Kuhn et al. previously improved antitumor efficacy by engineering CAR T cells to overexpress CD40L, and now found this response dependent on conventional DC1s (cDC1s), but not CD4+ T cells. In A20 lymphoma tumors, treatment with CD40L-overexpressing CD19-CAR T cells increased cDC proliferation and CCR7 expression along with the cDC1/cDC2 ratio, reliant on CD40-CD40L signaling. Tumor-derived CD11b-CD103- cDC precursors proliferated, upregulated IRF8, and could differentiate into cDC1s ex vivo. CD40L-CAR T cell treatment induced long-lived endogenous CD8+ T cell responses capable of controlling CD19-negative A20 tumors.
Contributed by Alex Najibi
ABSTRACT: While effective in specific settings, adoptive chimeric antigen receptor (CAR) T cell therapy for cancer requires further improvement and optimization. Our previous results show that CD40L-overexpressing CAR T cells mobilize endogenous immune effectors, resulting in improved antitumor immunity. However, the cell populations required for this protective effect remain to be identified. Here we show, by analyzing Batf3(-/-) mice lacking the CD103(+) conventional dendritic cell type 1 (cDC1) subpopulation important for antigen cross-presentation, that CD40L-overexpressing CAR T cells elicit an impaired antitumor response in the absence of cDC1s. We further find that CD40L-overexpressing CAR T cells stimulate tumor-resident CD11b(-)CD103(-) double-negative (DN) cDCs to proliferate and differentiate into cDC1s in wild-type mice. Finally, re-challenge experiments show that endogenous CD8(+) T cells are required for protective antitumor memory in this setting. Our findings thus demonstrate the stimulatory effect of CD40L-overexpressing CAR T cells on innate and adaptive immune cells, and provide a rationale for using CD40L-overexpressing CAR T cells to improve immunotherapy responses.

────

_BRIEF_: Rewrite the research summary's passage from "Kuhn et al." to "CD19-negative A20 tumors.", substituting "durable" for "long-lived".

────

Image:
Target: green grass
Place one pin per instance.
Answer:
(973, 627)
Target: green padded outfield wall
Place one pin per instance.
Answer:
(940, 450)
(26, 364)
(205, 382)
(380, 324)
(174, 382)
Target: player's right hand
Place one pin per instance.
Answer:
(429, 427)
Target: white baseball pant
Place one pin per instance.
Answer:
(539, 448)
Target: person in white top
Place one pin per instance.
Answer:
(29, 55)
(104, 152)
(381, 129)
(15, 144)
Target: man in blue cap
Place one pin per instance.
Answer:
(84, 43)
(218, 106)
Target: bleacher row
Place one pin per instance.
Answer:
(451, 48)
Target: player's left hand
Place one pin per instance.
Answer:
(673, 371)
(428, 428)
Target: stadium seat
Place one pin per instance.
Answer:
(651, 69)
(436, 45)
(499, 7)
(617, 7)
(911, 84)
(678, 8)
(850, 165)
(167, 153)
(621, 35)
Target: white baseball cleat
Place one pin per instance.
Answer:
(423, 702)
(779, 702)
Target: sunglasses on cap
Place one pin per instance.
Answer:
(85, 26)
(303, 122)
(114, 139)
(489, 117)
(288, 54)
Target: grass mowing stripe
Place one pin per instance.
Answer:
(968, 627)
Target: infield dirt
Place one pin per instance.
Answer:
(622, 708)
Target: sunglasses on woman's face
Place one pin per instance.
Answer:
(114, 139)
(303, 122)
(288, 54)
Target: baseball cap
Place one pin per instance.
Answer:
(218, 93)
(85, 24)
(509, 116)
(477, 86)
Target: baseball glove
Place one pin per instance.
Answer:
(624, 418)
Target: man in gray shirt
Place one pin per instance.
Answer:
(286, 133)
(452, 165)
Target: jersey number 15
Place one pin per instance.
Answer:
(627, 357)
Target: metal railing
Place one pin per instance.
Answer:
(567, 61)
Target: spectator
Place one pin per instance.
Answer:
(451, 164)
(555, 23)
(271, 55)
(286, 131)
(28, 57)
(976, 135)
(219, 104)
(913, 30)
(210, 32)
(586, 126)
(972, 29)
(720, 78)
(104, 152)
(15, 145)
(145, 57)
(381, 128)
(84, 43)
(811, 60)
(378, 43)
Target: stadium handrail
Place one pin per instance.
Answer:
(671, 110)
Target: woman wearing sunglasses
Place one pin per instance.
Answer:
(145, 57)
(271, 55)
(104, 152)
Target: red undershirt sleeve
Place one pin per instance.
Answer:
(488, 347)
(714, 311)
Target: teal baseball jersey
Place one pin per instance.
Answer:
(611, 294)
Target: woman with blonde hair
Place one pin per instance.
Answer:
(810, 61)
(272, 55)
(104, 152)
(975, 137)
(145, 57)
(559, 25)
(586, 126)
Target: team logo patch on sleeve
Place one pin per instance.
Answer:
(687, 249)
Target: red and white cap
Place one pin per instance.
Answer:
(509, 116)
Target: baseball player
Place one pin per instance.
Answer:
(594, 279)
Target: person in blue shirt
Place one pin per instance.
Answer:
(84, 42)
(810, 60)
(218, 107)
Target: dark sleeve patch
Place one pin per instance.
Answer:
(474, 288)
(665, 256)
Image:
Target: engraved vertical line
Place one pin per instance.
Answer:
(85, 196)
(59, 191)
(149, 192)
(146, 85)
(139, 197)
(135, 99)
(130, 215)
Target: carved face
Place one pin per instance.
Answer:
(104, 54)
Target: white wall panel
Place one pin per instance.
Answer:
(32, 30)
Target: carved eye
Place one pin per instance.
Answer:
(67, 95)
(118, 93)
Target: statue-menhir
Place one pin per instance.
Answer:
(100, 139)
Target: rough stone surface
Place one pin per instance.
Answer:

────

_SOLVED PROBLEM_:
Kuhn et al. previously improved antitumor efficacy by engineering CAR T cells to overexpress CD40L, and now found this response dependent on conventional DC1s (cDC1s), but not CD4+ T cells. In A20 lymphoma tumors, treatment with CD40L-overexpressing CD19-CAR T cells increased cDC proliferation and CCR7 expression along with the cDC1/cDC2 ratio, reliant on CD40-CD40L signaling. Tumor-derived CD11b-CD103- cDC precursors proliferated, upregulated IRF8, and could differentiate into cDC1s ex vivo. CD40L-CAR T cell treatment induced durable endogenous CD8+ T cell responses capable of controlling CD19-negative A20 tumors.